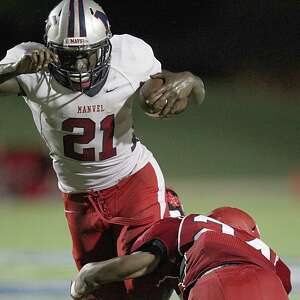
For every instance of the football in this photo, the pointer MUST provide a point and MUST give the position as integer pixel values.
(149, 87)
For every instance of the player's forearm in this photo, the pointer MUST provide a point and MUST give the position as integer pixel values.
(7, 71)
(119, 268)
(93, 275)
(198, 92)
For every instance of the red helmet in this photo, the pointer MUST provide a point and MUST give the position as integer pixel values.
(236, 218)
(174, 203)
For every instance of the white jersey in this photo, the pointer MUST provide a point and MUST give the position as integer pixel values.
(91, 139)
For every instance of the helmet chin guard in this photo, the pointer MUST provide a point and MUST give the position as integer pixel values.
(237, 218)
(77, 29)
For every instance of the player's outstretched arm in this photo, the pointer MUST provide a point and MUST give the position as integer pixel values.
(93, 275)
(178, 91)
(31, 62)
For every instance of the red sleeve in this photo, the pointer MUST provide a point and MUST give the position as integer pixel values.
(284, 274)
(165, 230)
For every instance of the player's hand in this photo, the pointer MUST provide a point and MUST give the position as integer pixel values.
(83, 285)
(172, 97)
(35, 61)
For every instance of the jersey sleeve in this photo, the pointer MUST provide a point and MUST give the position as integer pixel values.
(160, 237)
(26, 81)
(284, 274)
(134, 58)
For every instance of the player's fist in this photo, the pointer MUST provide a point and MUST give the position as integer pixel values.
(172, 97)
(35, 61)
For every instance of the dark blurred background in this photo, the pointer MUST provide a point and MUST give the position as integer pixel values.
(246, 52)
(215, 38)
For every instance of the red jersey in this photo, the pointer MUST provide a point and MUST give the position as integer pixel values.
(206, 243)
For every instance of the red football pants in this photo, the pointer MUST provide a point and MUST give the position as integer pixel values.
(242, 282)
(104, 224)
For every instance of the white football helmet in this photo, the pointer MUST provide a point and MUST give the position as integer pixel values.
(78, 31)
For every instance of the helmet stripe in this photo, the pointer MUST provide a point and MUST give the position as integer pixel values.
(102, 16)
(71, 19)
(81, 18)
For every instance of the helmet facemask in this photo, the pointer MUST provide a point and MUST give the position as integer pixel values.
(81, 40)
(82, 70)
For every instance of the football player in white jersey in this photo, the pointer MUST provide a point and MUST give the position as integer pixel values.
(80, 87)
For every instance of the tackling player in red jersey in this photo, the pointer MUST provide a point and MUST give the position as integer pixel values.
(221, 257)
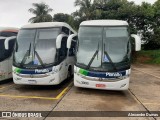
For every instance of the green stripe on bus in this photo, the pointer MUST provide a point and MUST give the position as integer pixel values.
(83, 72)
(18, 70)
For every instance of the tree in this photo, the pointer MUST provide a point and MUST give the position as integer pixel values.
(86, 9)
(61, 17)
(41, 12)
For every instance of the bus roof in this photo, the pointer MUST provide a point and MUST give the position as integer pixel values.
(9, 29)
(104, 23)
(48, 24)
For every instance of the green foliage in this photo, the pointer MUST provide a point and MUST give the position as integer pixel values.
(41, 12)
(143, 19)
(149, 56)
(60, 17)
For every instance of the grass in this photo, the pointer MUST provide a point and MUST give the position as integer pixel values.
(148, 57)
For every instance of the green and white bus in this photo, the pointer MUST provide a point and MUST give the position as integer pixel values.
(104, 55)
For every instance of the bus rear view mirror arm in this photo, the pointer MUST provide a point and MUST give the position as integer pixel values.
(69, 40)
(137, 42)
(59, 39)
(6, 43)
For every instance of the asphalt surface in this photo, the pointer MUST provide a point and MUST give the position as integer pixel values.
(143, 95)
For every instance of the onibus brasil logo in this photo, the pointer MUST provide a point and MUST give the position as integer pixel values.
(114, 74)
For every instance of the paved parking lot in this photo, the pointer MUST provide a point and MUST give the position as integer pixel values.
(143, 95)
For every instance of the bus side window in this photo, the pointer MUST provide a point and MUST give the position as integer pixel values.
(63, 49)
(72, 50)
(8, 53)
(65, 30)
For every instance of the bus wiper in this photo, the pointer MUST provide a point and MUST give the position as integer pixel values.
(25, 56)
(93, 57)
(39, 58)
(109, 58)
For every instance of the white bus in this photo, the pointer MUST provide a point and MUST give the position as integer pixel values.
(44, 54)
(104, 55)
(6, 34)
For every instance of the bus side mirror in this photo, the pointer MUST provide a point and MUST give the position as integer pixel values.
(58, 40)
(6, 43)
(137, 42)
(69, 40)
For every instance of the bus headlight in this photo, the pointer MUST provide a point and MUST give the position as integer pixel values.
(75, 69)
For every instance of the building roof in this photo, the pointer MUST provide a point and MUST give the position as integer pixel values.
(104, 23)
(47, 25)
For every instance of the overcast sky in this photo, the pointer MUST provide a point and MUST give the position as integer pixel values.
(14, 13)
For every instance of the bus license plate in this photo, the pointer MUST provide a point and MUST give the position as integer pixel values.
(32, 81)
(100, 85)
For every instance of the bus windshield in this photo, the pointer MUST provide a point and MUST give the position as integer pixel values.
(104, 48)
(36, 47)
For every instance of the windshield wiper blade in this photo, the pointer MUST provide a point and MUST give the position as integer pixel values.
(110, 60)
(25, 56)
(93, 57)
(39, 58)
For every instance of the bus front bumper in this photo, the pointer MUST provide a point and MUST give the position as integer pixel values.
(116, 85)
(47, 80)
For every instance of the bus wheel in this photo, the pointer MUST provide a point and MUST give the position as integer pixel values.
(69, 73)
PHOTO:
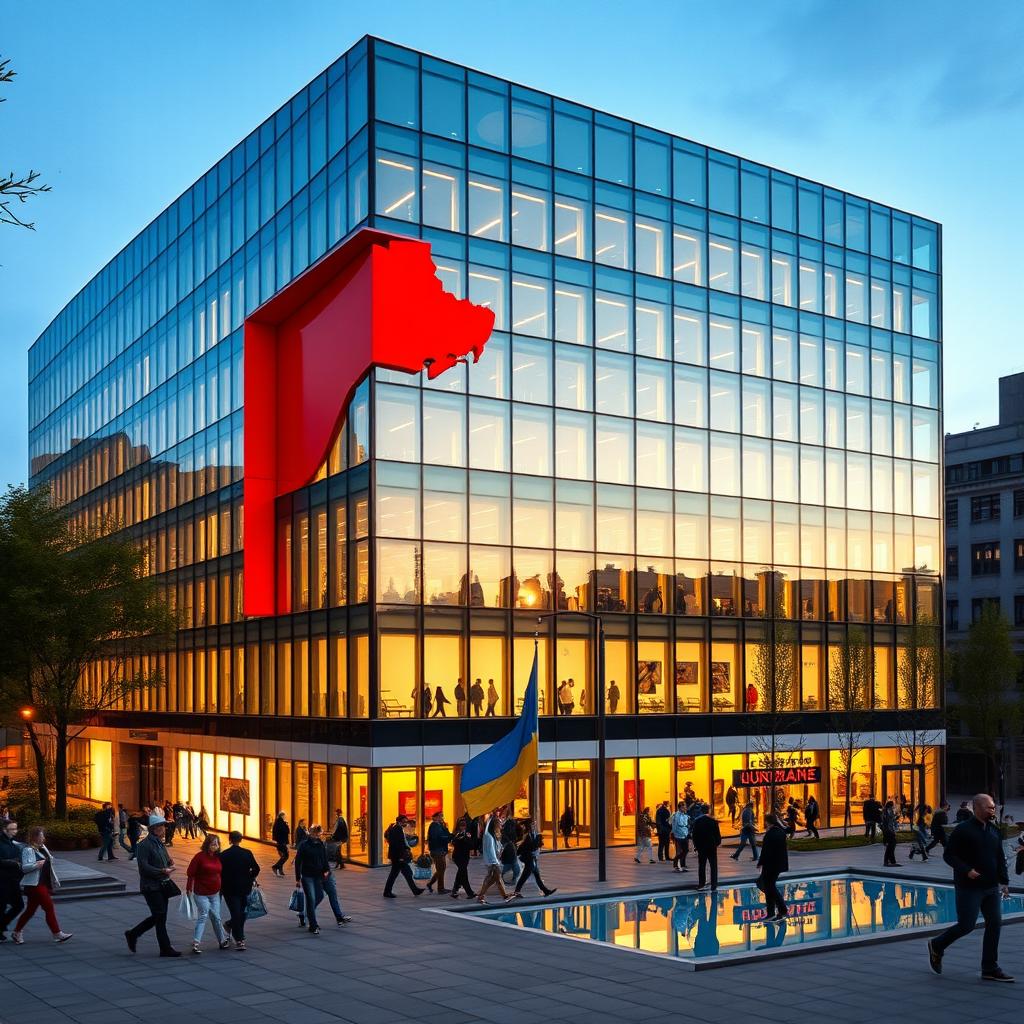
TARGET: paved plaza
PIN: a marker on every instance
(396, 964)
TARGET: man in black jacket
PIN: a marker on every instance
(11, 901)
(707, 839)
(774, 860)
(155, 869)
(974, 851)
(238, 876)
(528, 850)
(281, 834)
(399, 853)
(312, 875)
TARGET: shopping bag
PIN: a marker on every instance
(186, 906)
(255, 907)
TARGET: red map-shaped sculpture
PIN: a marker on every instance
(374, 301)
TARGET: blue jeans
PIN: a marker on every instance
(969, 902)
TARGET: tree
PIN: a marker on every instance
(918, 678)
(15, 188)
(985, 669)
(78, 615)
(850, 685)
(775, 676)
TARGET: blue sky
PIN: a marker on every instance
(914, 103)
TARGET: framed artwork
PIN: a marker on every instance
(235, 795)
(720, 677)
(648, 677)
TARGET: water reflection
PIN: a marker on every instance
(698, 926)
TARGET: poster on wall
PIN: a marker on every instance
(235, 795)
(720, 677)
(648, 677)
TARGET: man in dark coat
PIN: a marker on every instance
(707, 839)
(974, 851)
(155, 869)
(774, 860)
(238, 876)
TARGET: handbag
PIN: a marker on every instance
(255, 905)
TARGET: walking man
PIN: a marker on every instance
(974, 851)
(155, 870)
(707, 840)
(11, 902)
(281, 834)
(774, 860)
(748, 833)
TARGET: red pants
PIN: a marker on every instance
(38, 896)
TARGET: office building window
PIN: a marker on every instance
(984, 508)
(985, 558)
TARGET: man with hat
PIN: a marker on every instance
(155, 869)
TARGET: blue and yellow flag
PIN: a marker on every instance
(494, 777)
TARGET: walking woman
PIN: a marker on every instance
(39, 880)
(204, 884)
(890, 824)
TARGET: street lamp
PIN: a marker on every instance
(602, 856)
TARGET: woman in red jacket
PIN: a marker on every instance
(204, 884)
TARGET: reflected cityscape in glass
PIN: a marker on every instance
(711, 926)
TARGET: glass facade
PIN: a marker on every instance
(710, 413)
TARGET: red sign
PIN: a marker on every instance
(373, 301)
(795, 775)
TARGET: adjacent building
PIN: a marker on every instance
(984, 513)
(709, 413)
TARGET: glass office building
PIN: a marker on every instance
(710, 414)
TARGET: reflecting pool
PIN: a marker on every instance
(708, 927)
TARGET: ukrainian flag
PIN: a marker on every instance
(494, 777)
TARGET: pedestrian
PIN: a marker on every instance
(281, 833)
(974, 851)
(811, 815)
(528, 850)
(462, 849)
(872, 816)
(439, 701)
(707, 839)
(731, 802)
(662, 818)
(939, 821)
(239, 871)
(774, 859)
(156, 885)
(204, 873)
(39, 880)
(748, 832)
(644, 828)
(104, 825)
(890, 826)
(679, 825)
(11, 901)
(339, 835)
(438, 840)
(312, 876)
(492, 861)
(399, 852)
(123, 829)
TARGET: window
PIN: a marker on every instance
(985, 558)
(952, 613)
(984, 508)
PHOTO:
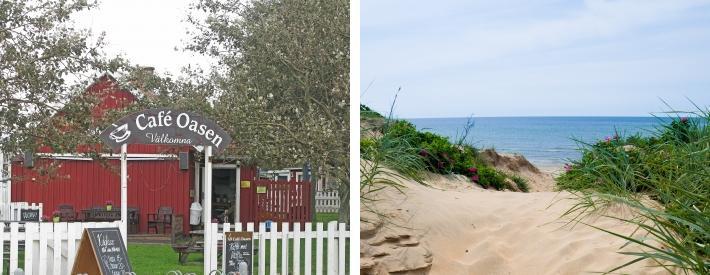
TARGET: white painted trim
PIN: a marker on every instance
(124, 194)
(224, 166)
(207, 207)
(198, 191)
(237, 195)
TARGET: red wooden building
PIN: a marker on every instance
(155, 179)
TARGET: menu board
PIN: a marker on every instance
(29, 215)
(102, 252)
(238, 253)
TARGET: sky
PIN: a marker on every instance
(146, 32)
(456, 58)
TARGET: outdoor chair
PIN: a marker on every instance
(161, 219)
(67, 213)
(133, 220)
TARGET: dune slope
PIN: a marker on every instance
(453, 227)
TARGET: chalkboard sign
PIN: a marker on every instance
(102, 252)
(29, 215)
(238, 253)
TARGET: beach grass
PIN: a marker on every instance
(396, 145)
(665, 178)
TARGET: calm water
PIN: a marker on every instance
(545, 141)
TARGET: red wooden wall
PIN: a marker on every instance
(84, 184)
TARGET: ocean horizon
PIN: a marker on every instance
(546, 141)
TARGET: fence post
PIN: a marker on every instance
(341, 251)
(319, 248)
(284, 248)
(297, 249)
(2, 245)
(332, 248)
(308, 250)
(262, 249)
(14, 238)
(273, 241)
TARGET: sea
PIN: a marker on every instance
(547, 142)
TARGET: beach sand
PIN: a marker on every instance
(455, 227)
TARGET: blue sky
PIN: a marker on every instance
(534, 58)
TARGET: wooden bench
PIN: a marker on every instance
(182, 243)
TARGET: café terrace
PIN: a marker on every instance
(164, 180)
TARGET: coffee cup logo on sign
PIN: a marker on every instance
(166, 126)
(123, 131)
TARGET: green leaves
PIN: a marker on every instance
(45, 65)
(665, 178)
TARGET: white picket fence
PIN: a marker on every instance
(49, 248)
(11, 211)
(327, 202)
(330, 242)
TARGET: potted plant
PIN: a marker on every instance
(56, 216)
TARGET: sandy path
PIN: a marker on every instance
(458, 229)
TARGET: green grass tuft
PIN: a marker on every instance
(672, 169)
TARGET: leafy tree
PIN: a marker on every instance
(281, 80)
(45, 64)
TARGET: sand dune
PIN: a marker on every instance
(454, 227)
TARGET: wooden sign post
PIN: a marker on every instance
(169, 127)
(29, 215)
(102, 251)
(238, 253)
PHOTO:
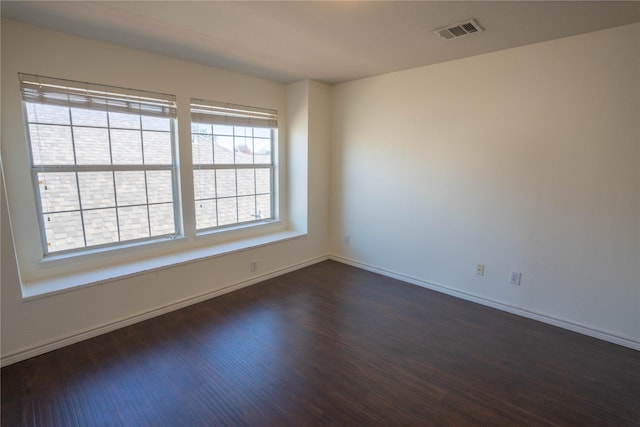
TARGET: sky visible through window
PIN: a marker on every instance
(107, 177)
(103, 177)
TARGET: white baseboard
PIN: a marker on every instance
(571, 326)
(121, 323)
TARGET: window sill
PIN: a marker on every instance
(51, 286)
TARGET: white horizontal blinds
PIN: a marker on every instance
(219, 113)
(68, 93)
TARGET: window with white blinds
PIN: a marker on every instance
(102, 161)
(233, 149)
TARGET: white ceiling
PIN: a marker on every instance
(329, 41)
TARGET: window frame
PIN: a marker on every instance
(213, 113)
(144, 100)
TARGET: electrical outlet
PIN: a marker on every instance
(515, 278)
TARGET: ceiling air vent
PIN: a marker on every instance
(460, 29)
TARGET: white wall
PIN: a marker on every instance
(523, 160)
(32, 326)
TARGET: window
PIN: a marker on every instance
(233, 163)
(102, 162)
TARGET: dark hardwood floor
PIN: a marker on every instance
(329, 345)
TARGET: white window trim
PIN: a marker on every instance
(42, 90)
(40, 277)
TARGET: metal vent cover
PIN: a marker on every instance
(460, 29)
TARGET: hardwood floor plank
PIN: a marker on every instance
(329, 345)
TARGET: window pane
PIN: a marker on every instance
(101, 226)
(126, 146)
(262, 133)
(227, 211)
(161, 219)
(156, 148)
(156, 123)
(204, 184)
(226, 183)
(263, 181)
(41, 113)
(262, 150)
(96, 190)
(92, 146)
(202, 149)
(244, 151)
(130, 188)
(134, 223)
(263, 206)
(124, 121)
(63, 231)
(246, 209)
(246, 182)
(82, 117)
(223, 150)
(201, 128)
(51, 145)
(222, 130)
(159, 186)
(206, 214)
(58, 191)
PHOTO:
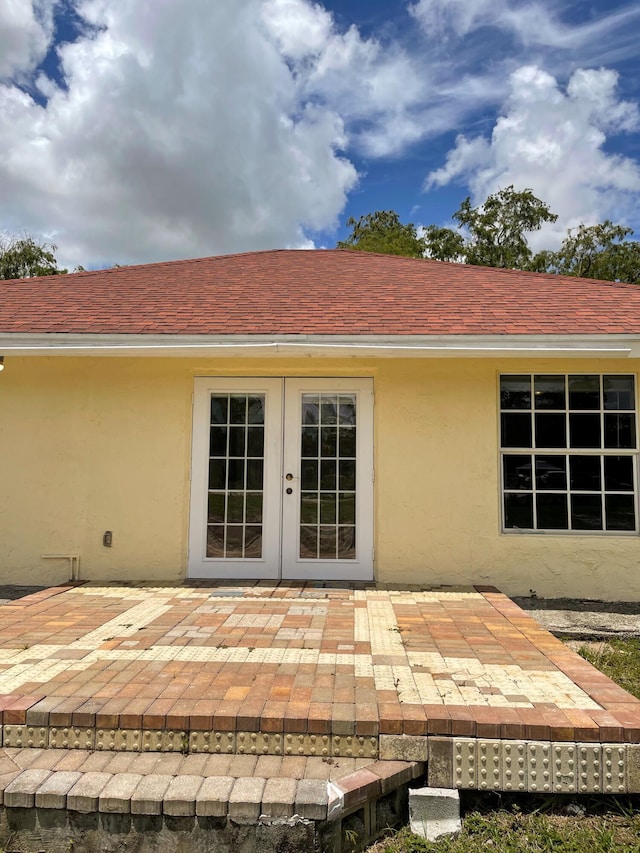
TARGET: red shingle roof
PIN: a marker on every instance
(324, 292)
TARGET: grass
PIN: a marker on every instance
(534, 825)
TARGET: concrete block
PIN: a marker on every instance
(148, 797)
(21, 793)
(404, 748)
(115, 797)
(180, 799)
(212, 799)
(52, 794)
(633, 768)
(245, 800)
(440, 762)
(312, 799)
(434, 812)
(278, 797)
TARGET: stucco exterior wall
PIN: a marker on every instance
(95, 444)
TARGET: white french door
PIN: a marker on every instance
(282, 479)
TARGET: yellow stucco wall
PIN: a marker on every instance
(95, 444)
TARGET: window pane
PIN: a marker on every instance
(237, 410)
(218, 442)
(620, 512)
(515, 392)
(516, 430)
(551, 472)
(585, 473)
(518, 511)
(618, 473)
(219, 406)
(584, 430)
(552, 512)
(517, 472)
(620, 431)
(584, 392)
(551, 430)
(586, 512)
(549, 392)
(619, 392)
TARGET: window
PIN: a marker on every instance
(568, 452)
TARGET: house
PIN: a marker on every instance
(321, 415)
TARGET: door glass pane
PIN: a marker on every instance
(328, 477)
(235, 496)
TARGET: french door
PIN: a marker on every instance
(282, 479)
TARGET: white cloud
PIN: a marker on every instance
(553, 141)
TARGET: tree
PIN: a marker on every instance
(496, 230)
(383, 232)
(23, 257)
(595, 251)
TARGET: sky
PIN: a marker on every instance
(134, 131)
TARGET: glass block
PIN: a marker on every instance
(517, 472)
(586, 512)
(253, 508)
(308, 543)
(551, 473)
(516, 430)
(328, 508)
(253, 542)
(620, 431)
(346, 543)
(584, 392)
(255, 410)
(218, 441)
(237, 410)
(309, 475)
(235, 542)
(552, 512)
(235, 508)
(584, 430)
(328, 410)
(518, 511)
(515, 393)
(619, 392)
(347, 442)
(255, 475)
(620, 512)
(327, 543)
(255, 442)
(585, 474)
(215, 541)
(347, 411)
(237, 441)
(618, 473)
(219, 409)
(310, 446)
(346, 508)
(549, 392)
(216, 505)
(217, 474)
(328, 442)
(309, 508)
(551, 430)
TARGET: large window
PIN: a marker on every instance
(569, 448)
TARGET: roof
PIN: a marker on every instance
(322, 292)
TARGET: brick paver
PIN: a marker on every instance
(286, 669)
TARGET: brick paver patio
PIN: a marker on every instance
(309, 669)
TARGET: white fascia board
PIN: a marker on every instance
(360, 346)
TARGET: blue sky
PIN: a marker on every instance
(135, 131)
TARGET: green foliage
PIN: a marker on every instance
(383, 232)
(595, 251)
(22, 257)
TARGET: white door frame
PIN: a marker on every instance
(281, 511)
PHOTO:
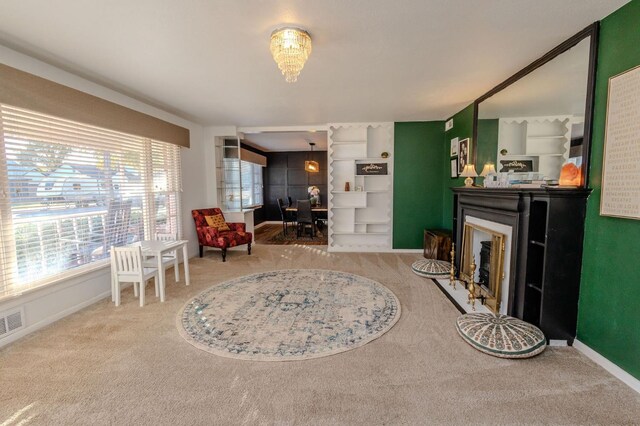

**WORK ORDER**
Make an exact copy of the lines above, beginning with the line with "For every instance of the bus wheel" and ending with the line with "TARGET: man in black jacket", and keep the pictures out of it.

**RESULT**
For every instance of the bus wheel in this photo, the pointer MUST provide a point and MUST give the position as integer pixel values.
(69, 73)
PHOTO:
TARGET: paved plaza
PIN: a marker on every instance
(396, 964)
TARGET: man in black jacket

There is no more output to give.